* _Dataset records_
%%
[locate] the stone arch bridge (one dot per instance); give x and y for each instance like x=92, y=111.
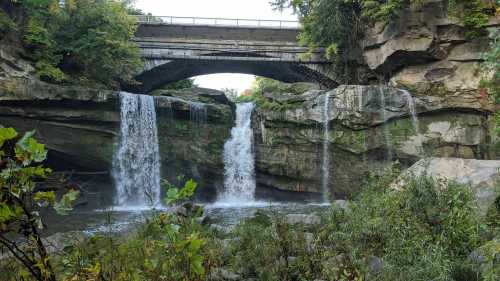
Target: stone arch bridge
x=176, y=48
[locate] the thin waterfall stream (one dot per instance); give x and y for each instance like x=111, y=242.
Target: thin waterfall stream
x=136, y=165
x=413, y=110
x=385, y=125
x=239, y=160
x=325, y=161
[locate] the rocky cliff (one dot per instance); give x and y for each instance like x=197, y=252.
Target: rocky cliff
x=80, y=127
x=424, y=62
x=420, y=96
x=369, y=127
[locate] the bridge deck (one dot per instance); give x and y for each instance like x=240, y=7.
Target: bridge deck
x=224, y=22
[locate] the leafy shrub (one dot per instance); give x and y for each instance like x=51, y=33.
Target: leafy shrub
%%
* _How to complete this task_
Take the line with "Target: rocky cliff" and every line after it in the data, and please reproduce them exactly, leaving out all other lines.

* _Response below_
Target: rocky cliff
x=80, y=127
x=424, y=62
x=420, y=96
x=369, y=127
[locate] the bridge deck (one dot per instance); give x and y for each instance like x=240, y=7.
Target: bridge deck
x=224, y=22
[locate] the leafy shrub (one dot per instance); give x and y for each instance like x=51, y=33.
Target: leafy shrub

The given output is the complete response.